[Stored entries]
START

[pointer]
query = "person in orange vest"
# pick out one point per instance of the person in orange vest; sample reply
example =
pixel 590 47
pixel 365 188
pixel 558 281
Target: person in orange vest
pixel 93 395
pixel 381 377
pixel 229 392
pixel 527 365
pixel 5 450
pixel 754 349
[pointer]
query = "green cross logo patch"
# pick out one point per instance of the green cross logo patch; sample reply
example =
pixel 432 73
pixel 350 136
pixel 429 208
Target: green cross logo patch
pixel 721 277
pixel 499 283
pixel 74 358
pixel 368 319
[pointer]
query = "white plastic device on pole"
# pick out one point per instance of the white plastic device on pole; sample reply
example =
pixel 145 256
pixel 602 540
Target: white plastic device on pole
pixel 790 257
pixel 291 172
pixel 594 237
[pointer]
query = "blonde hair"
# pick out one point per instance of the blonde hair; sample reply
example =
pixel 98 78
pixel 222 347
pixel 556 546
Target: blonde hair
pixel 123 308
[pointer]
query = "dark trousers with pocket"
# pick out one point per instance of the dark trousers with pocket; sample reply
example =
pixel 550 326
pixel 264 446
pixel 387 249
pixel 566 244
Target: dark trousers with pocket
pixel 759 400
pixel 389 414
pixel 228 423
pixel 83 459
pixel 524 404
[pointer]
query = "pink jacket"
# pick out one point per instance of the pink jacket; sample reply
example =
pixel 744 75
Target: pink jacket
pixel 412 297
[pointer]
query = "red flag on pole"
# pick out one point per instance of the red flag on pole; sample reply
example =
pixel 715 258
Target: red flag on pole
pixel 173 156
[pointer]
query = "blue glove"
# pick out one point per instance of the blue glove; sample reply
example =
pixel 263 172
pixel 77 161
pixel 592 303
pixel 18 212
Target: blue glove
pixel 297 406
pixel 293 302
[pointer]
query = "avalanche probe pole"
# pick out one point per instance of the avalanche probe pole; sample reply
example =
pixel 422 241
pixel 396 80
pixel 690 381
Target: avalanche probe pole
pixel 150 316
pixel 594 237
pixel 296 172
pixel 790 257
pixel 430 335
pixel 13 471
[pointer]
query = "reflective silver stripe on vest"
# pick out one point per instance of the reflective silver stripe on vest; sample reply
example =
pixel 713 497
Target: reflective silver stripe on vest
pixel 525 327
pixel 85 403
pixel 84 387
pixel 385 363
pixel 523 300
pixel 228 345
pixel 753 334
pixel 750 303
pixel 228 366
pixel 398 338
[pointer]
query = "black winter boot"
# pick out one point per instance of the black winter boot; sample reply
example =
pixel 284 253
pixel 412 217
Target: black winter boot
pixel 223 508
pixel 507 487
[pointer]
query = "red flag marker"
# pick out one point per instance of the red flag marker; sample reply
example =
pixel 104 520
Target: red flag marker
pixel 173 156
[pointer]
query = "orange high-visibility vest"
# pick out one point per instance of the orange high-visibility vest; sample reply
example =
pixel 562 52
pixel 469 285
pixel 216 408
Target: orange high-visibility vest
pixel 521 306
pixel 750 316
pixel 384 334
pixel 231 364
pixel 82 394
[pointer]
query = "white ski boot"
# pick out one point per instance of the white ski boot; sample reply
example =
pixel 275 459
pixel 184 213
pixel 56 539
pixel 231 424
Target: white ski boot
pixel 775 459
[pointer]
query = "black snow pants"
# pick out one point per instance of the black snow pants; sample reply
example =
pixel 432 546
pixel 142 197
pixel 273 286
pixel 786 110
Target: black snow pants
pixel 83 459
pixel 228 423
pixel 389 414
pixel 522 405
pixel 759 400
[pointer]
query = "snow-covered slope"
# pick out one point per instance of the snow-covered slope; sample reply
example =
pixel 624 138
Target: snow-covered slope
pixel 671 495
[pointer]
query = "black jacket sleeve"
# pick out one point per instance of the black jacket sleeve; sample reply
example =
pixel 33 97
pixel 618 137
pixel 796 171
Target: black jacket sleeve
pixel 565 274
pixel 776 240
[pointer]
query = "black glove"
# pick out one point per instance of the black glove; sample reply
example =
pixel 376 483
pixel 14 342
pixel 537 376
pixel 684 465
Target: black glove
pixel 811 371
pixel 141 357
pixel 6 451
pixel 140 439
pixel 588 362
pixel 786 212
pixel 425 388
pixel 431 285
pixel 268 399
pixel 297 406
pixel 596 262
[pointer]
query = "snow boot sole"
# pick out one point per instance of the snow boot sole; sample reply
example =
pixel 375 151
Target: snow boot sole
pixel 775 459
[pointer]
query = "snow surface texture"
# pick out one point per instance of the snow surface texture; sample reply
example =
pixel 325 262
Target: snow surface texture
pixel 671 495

END
START

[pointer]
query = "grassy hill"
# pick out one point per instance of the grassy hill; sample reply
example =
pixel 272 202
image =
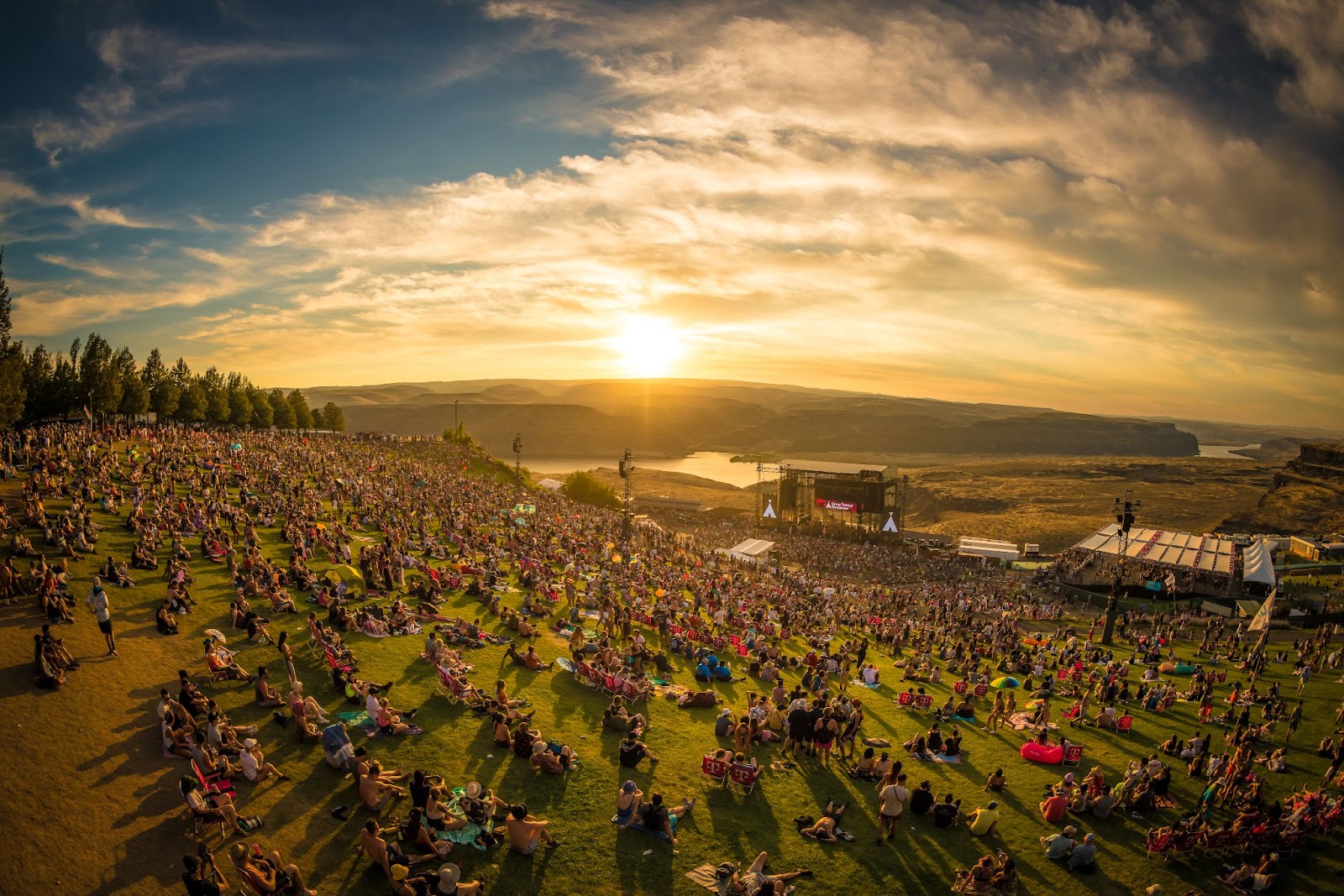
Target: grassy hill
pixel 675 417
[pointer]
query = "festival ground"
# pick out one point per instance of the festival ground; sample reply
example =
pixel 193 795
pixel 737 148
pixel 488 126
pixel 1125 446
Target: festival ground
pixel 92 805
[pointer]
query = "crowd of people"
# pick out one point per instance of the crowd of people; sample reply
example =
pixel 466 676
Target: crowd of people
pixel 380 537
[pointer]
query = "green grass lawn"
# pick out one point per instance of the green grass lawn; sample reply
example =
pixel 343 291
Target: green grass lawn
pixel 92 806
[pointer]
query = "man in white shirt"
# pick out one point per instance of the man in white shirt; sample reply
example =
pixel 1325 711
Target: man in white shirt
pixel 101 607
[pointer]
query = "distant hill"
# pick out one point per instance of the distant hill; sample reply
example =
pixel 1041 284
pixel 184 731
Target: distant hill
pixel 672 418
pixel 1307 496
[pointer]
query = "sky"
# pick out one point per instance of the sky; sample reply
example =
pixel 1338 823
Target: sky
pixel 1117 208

END

Return each line in the rows above that contains the word "orange".

query = "person in orange vest"
# pick out one point per instance of the person in orange vest; sample reply
Target: person in orange vest
query = "orange high-visibility vest"
# pick out one point per instance of the orange high-visibility vest; sample reply
Target: orange high-visibility vest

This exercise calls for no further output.